##### Given text #####

The cause of lupus is unknown, but theories abound on the reasons that incidences of lupus are higher in communities of color. Recent studies suggest that genetics and environmental factors play a major part.

One such recent study — the Roxbury Lupus Project — was conducted by experts at Brigham and Women’s Hospital in collaboration with the Women of Courage, a lupus support group, the Massachusetts Department of Public Health and investigators at the National Institute of Environmental Health Sciences. The purpose of the study was to test the theory that chemical wastes and other environmental factors prevalent in Roxbury, Mattapan and Dorchester might trigger the disease earlier than expected in people with certain patterns of genes.

Dr. Patricia A. Fraser was one of the experts who participated in that study. Fraser is the chair of the board of directors of the Lupus Foundation of New England.

The study did provide an estimate of how many people have lupus in Roxbury, Mattapan and Dorchester, but did not conclusively show a link between residential exposure to hazardous waste sites and lupus. Fraser explained that the study also increased awareness of lupus among the residents of these neighborhoods. This consciousness raising is essential — among providers as well as consumers.

“Get fully informed,” she said. “Especially if you have a family history of lupus.”

For White, the complications from her case of lupus are mind-numbing.

When she was initially diagnosed, doctors prescribed steroids to reduce the symptoms. They worked, but not without side effects such as weight gain and swelling in her legs.

##### Extracted information #####

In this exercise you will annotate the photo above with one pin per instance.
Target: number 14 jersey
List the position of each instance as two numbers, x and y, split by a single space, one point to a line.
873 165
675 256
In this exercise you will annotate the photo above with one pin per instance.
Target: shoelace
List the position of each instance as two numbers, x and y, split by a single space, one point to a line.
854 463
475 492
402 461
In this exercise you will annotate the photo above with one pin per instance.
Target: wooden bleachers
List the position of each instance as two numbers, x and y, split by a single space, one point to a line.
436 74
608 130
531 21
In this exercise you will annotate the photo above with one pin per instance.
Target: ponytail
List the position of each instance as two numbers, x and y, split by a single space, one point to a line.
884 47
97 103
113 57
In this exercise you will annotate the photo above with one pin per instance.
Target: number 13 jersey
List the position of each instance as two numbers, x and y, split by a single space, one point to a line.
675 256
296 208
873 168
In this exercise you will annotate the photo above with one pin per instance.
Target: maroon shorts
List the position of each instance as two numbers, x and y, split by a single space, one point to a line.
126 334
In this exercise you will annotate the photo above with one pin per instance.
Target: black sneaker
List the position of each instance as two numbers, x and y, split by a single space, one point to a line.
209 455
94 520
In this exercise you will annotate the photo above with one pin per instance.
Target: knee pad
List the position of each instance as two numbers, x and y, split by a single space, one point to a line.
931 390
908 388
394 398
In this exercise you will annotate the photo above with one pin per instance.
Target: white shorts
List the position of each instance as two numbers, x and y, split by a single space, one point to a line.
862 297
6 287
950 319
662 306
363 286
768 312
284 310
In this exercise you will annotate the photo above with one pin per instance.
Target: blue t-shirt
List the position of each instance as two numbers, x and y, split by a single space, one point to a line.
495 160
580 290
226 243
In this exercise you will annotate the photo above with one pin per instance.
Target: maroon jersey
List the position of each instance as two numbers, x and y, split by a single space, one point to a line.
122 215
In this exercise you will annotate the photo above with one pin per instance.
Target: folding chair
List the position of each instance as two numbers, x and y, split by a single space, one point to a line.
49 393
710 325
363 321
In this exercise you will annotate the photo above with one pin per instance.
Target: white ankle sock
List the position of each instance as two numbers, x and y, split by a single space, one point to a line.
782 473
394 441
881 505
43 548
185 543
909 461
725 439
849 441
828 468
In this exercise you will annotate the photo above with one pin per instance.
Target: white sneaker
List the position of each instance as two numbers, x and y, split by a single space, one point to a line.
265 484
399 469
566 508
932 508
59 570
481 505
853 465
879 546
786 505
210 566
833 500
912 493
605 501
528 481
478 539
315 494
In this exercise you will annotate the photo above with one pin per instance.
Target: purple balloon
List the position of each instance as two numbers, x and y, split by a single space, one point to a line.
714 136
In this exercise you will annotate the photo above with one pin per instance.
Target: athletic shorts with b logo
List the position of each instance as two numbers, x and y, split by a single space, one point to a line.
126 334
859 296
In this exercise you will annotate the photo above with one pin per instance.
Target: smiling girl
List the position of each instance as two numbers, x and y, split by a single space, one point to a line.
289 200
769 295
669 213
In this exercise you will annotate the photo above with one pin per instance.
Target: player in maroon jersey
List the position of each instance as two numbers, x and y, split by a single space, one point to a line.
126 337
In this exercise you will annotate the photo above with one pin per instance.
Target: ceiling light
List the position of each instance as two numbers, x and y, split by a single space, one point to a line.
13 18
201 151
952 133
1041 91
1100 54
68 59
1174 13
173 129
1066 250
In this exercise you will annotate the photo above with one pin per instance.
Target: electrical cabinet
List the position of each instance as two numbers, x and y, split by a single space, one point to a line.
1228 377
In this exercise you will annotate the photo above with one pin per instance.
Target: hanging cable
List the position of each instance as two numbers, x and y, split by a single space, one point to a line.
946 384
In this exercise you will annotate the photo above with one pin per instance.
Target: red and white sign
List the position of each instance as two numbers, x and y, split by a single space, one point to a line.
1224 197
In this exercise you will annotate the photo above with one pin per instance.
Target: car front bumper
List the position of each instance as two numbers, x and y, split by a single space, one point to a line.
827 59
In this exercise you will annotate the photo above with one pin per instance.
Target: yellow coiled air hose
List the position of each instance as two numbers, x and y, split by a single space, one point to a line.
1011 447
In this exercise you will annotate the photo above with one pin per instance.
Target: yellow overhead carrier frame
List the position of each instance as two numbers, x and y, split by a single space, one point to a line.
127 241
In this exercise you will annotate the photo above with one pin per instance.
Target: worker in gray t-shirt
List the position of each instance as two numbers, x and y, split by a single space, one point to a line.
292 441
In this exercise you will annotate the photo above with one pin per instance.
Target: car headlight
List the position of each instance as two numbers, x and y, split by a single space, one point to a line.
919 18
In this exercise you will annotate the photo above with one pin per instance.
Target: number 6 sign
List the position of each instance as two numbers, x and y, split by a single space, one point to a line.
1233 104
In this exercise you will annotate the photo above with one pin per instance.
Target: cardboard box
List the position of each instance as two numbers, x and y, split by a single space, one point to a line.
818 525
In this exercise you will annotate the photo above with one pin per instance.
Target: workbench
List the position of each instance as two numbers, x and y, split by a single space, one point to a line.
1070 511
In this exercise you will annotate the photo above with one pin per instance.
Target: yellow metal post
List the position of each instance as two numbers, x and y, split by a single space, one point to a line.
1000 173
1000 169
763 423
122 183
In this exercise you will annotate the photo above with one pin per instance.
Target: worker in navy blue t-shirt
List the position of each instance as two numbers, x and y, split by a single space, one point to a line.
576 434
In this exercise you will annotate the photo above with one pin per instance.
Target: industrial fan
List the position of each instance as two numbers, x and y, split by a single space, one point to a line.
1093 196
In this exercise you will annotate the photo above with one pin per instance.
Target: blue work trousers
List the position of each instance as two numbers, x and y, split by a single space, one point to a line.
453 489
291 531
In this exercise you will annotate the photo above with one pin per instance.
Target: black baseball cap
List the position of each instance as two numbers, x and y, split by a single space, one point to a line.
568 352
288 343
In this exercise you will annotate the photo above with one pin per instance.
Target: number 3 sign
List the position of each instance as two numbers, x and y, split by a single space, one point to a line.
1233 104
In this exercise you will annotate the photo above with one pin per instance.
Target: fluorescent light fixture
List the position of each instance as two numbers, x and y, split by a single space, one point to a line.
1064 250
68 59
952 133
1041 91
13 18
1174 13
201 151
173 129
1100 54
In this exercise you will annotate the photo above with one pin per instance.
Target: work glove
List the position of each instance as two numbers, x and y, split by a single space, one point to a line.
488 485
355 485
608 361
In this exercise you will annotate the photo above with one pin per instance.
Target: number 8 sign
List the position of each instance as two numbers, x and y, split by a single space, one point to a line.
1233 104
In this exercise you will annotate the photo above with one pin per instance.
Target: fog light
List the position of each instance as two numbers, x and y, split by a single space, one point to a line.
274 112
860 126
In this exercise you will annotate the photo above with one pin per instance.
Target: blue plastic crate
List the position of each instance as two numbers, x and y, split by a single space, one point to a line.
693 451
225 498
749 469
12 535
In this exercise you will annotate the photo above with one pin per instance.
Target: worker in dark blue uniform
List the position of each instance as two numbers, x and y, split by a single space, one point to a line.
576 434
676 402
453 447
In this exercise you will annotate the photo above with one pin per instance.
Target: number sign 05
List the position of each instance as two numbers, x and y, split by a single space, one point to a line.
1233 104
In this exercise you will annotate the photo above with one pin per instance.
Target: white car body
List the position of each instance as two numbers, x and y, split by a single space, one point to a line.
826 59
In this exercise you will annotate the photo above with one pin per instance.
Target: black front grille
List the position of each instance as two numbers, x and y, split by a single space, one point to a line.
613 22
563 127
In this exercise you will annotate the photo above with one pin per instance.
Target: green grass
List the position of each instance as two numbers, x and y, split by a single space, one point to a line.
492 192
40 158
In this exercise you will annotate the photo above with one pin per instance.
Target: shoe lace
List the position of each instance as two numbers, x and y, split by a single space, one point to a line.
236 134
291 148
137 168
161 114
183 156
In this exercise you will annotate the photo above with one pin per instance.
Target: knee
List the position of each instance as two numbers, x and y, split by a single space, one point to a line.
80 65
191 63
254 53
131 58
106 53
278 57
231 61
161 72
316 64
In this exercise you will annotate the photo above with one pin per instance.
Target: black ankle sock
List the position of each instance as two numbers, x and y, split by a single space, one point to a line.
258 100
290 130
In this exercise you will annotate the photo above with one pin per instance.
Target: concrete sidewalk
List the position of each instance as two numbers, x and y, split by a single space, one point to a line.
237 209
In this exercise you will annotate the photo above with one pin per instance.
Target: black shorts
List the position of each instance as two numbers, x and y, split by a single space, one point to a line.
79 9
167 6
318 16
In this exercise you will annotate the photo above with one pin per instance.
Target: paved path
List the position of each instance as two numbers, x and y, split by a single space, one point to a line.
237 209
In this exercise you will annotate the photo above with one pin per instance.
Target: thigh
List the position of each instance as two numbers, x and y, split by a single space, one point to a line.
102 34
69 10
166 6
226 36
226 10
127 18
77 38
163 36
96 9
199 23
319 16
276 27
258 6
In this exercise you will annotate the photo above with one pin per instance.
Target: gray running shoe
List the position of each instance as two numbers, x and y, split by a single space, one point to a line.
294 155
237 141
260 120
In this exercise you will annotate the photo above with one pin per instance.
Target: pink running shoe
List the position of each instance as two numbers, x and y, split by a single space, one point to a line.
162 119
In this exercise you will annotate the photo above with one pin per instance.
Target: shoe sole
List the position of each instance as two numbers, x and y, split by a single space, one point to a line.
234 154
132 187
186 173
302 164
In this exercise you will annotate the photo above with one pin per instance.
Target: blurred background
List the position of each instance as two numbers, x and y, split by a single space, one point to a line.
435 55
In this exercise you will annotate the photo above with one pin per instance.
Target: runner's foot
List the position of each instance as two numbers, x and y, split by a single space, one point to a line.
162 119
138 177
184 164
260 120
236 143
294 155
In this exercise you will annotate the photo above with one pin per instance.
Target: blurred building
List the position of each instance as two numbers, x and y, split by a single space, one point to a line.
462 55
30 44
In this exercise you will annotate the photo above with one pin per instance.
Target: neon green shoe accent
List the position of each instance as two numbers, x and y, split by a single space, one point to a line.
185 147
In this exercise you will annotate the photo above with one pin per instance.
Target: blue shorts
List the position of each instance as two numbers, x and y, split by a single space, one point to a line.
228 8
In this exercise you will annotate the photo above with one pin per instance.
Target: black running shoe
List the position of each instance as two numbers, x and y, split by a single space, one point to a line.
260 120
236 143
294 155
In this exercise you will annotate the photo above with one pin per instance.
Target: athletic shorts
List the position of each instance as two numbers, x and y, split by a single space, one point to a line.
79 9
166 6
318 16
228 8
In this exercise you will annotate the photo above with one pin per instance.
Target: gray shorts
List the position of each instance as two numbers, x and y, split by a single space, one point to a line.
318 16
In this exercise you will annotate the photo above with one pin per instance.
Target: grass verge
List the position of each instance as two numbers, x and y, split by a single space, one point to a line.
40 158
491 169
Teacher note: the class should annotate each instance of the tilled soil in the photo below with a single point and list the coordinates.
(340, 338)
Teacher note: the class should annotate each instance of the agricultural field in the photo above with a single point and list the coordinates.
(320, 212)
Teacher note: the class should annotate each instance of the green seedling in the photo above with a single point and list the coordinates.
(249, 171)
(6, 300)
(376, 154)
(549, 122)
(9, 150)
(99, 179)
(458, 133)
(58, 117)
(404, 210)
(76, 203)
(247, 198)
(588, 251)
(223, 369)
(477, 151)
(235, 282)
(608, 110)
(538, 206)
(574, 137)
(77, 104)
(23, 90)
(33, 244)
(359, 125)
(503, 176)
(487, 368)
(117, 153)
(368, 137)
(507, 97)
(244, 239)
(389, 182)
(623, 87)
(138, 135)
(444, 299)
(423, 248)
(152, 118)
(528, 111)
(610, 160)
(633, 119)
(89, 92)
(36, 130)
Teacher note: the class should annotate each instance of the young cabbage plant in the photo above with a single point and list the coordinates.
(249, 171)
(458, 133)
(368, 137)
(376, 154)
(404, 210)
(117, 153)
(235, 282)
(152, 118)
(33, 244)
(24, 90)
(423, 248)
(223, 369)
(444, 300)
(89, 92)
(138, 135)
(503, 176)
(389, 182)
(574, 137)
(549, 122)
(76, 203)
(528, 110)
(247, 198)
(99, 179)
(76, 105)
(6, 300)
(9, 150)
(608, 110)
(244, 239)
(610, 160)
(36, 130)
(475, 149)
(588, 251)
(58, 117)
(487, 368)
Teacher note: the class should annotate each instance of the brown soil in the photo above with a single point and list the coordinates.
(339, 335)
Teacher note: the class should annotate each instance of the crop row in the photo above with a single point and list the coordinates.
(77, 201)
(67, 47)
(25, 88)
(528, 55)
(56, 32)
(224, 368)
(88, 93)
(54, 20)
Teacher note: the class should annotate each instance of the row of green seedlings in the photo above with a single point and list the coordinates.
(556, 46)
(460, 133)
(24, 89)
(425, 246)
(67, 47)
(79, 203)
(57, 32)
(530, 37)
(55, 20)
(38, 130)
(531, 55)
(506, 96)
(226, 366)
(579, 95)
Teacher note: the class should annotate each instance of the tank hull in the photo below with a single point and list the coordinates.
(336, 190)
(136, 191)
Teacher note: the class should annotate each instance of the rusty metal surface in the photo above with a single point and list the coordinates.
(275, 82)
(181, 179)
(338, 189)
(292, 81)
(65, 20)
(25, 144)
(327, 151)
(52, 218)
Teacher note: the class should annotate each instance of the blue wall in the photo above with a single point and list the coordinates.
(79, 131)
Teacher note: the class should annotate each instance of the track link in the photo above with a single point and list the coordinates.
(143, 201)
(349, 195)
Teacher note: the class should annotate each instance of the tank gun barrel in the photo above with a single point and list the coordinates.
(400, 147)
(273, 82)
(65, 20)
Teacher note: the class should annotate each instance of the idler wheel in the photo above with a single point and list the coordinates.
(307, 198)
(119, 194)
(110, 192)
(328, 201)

#####

Work request 1:
Answer from the lupus text:
(a) Which three neighborhoods did the Roxbury Lupus Project examine?
(b) Of what body is Dr. Patricia A. Fraser the board chair?
(c) What side effects of the steroids does the text name?
Work request 2: Carry on the lupus text from its last sentence.
The lines above were drawn from a separate source.

Result 1:
(a) Roxbury, Mattapan and Dorchester.
(b) The Lupus Foundation of New England.
(c) Weight gain and swelling in her legs.

Result 2:
Two years later, without warning, White learned she had another problem — hemolytic anemia, a condition that results from premature destruction of red blood cells. Her hematocrit, which measures the number and size of red blood cells, fell rapidly.

A low hematocrit indicates that the body is being robbed of much-needed oxygen. She was admitted through the emergency room and received a blood transfusion to restore her blood to normal levels.

The next lupus-related incident, or “flare,” caused minor kidney problems, a common consequence. Even now, she has her urine tested regularly to monitor the amount of protein — a strong indication of kidney dysfunction.

Then came yet another diagnosis. White already had the most common form of lupus. Doctors later determined that she also had discoid lupus, a less common type of the disease.

“I got rashes similar to [those of] eczema,” she said.

According to the Lupus Foundation of America, approximately 20-30 percent of patients with the most common form will develop discoid lesions at some time during the course of their disease.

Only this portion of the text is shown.